POLECENIE I WYMAGANIA: Wybierz z poniższych pozycji każdy wiersz, w którym występuje słowo "mountain", i skopiuj go. Wielkość liter ma znaczenie.

Pozycje z zestawu adnotacji punktowych:
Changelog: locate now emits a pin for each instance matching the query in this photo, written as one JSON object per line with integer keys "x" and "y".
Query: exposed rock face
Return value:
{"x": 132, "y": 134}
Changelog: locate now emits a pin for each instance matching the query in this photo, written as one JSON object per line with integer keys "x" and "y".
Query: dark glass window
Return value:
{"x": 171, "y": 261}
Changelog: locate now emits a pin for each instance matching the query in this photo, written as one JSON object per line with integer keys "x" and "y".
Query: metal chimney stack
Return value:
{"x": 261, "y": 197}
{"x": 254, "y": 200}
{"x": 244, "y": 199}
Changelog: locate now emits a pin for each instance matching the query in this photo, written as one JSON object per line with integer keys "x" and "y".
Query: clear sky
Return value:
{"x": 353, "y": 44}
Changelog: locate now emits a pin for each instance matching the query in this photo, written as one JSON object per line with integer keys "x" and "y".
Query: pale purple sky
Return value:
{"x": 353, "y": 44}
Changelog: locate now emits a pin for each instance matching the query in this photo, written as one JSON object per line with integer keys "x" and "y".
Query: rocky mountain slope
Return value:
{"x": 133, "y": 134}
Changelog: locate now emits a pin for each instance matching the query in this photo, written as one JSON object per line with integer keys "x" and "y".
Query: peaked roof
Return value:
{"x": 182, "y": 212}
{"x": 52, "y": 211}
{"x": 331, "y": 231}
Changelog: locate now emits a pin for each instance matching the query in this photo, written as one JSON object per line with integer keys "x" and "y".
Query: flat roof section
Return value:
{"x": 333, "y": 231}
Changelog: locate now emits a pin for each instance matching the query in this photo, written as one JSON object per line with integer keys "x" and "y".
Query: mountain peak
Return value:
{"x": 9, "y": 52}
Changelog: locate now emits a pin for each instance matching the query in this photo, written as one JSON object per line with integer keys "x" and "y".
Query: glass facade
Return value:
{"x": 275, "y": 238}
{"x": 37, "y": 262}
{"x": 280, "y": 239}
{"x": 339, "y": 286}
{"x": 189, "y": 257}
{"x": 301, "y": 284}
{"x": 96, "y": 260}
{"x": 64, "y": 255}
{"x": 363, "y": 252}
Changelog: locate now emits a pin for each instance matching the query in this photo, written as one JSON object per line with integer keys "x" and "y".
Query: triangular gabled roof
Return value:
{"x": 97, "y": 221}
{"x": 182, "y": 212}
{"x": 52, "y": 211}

ROZWIĄZANIE:
Query: rocky mountain slope
Query: mountain peak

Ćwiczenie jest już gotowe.